### Exercise prompt
Reproduce every line of the records from the first line through the line containing "point(332, 282)", inclusive. Increase each x and y coordinate in the answer points by 39.
— Begin Record set —
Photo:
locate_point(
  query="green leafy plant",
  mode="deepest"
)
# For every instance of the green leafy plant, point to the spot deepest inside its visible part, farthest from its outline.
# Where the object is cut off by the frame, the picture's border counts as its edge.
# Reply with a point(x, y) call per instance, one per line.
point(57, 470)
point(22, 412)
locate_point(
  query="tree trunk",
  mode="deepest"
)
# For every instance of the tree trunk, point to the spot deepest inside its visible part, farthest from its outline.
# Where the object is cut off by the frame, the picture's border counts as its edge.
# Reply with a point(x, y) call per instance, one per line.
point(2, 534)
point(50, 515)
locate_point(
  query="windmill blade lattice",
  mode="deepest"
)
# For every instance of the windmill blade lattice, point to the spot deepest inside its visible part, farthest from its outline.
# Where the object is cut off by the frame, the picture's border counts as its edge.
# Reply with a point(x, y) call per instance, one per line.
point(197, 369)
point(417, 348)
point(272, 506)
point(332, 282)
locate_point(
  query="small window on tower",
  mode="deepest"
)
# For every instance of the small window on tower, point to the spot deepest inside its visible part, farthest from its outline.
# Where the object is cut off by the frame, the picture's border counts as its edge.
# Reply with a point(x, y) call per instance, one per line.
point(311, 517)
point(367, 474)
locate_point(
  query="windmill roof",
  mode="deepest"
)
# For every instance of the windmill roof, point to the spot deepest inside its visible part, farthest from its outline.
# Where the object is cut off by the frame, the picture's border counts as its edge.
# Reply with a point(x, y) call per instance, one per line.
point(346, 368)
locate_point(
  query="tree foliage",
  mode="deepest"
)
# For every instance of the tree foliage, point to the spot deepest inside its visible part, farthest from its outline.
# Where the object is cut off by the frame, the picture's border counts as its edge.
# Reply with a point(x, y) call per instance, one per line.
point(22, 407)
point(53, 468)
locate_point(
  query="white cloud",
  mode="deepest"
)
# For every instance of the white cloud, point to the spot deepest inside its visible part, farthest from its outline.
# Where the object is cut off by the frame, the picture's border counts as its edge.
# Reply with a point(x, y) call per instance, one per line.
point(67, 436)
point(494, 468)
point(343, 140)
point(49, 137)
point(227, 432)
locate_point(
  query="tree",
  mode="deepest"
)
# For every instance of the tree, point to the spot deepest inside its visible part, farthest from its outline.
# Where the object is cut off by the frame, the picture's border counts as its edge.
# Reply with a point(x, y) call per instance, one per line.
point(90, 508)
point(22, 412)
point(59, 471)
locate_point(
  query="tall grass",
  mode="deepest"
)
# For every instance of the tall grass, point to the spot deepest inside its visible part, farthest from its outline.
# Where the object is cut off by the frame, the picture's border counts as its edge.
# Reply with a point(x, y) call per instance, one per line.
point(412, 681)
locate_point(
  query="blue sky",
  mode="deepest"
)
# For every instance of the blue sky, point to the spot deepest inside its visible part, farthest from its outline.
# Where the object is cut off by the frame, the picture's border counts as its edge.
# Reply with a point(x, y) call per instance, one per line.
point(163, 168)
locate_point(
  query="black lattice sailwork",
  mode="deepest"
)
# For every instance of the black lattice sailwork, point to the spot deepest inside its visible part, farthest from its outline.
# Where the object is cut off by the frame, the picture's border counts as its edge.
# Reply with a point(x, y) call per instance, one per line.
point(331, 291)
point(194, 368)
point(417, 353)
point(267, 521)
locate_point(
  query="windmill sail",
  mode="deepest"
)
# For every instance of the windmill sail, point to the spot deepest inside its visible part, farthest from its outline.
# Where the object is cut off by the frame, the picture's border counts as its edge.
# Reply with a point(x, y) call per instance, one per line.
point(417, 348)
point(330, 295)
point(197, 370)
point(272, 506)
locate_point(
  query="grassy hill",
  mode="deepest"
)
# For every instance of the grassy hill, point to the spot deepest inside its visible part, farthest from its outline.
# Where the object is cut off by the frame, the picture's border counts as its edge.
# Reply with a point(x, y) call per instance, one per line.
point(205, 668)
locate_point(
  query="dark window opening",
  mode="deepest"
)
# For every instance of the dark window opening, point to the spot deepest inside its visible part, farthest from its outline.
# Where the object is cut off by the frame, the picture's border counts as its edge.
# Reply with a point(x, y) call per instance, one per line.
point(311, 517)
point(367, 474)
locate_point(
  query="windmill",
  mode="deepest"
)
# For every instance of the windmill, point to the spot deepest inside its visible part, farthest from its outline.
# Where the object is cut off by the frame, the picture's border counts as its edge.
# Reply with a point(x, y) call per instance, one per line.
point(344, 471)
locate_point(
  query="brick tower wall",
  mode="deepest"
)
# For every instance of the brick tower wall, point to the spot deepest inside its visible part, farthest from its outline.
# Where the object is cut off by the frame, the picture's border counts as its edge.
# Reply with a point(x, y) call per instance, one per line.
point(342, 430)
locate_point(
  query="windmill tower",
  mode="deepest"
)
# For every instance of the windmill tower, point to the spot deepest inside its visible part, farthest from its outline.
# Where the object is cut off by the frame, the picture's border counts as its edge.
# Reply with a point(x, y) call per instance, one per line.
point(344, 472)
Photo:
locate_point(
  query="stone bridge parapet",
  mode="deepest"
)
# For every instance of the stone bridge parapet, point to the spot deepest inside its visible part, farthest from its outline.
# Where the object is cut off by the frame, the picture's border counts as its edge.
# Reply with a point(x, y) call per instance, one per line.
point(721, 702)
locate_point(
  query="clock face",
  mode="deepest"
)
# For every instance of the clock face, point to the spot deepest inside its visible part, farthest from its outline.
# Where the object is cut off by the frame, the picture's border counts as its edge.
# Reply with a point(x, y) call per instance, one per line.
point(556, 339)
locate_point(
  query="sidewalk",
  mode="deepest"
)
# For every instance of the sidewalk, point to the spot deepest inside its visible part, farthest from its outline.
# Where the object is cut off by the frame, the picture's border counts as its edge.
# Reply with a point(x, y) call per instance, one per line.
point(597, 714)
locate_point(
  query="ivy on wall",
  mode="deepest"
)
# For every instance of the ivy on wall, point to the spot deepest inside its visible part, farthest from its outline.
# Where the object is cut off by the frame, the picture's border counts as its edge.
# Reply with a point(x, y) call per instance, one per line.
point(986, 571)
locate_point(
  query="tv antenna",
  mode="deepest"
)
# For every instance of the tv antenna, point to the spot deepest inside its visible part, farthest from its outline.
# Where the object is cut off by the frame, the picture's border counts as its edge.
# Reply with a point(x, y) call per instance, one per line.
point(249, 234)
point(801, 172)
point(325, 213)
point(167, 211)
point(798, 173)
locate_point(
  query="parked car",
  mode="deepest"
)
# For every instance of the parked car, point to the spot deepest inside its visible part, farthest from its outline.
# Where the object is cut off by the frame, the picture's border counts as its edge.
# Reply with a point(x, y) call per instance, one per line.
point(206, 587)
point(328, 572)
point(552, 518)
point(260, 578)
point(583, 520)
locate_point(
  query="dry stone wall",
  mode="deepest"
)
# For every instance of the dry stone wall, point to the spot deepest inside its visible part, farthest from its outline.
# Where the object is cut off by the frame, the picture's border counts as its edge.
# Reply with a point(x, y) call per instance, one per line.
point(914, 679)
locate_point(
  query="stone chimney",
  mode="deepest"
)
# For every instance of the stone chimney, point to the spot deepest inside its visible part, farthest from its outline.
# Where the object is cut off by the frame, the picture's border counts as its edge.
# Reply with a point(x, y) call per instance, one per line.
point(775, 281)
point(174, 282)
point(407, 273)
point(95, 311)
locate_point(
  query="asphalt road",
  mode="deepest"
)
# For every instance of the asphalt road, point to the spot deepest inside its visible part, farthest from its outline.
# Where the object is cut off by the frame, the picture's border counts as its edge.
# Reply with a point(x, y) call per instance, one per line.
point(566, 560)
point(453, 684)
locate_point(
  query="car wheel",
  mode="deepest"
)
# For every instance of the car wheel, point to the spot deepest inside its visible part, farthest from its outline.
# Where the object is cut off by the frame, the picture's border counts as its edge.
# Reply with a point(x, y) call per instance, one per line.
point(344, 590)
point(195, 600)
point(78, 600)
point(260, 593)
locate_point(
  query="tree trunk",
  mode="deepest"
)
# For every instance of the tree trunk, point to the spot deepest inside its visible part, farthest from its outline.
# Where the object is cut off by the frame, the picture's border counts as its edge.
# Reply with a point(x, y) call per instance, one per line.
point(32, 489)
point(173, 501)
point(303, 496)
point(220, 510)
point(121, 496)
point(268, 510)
— End Record set —
### Finished exercise
Photo:
locate_point(
  query="green leafy plant",
  mode="deepest"
)
# For every instance of the green leafy plant, point to the spot deepest inside its visible part, farthest from its outline.
# Where the object is cut off by the frame, the picture's border counts as its edge.
# Reply with a point(x, y) call per instance, one per line.
point(96, 509)
point(61, 451)
locate_point(
  query="tree trunk",
  mode="deepest"
)
# For every instance of the tree trunk, point to the spot deepest inside its visible part, farthest from its outline.
# Where the object is cut off by the frame, the picture's border counts as its edge.
# Reply with a point(x, y) call per instance, one per line.
point(41, 573)
point(89, 554)
locate_point(
  query="windmill blade lattice",
  mode="deepest"
)
# For every instance of the windmill blade lattice, point to the spot deepest inside its visible part, farthest from its outline.
# Where the object is cut off by the frame, the picture's border counts as its edge.
# Reply with a point(x, y) call per instance, one per line.
point(236, 408)
point(456, 387)
point(311, 545)
point(371, 321)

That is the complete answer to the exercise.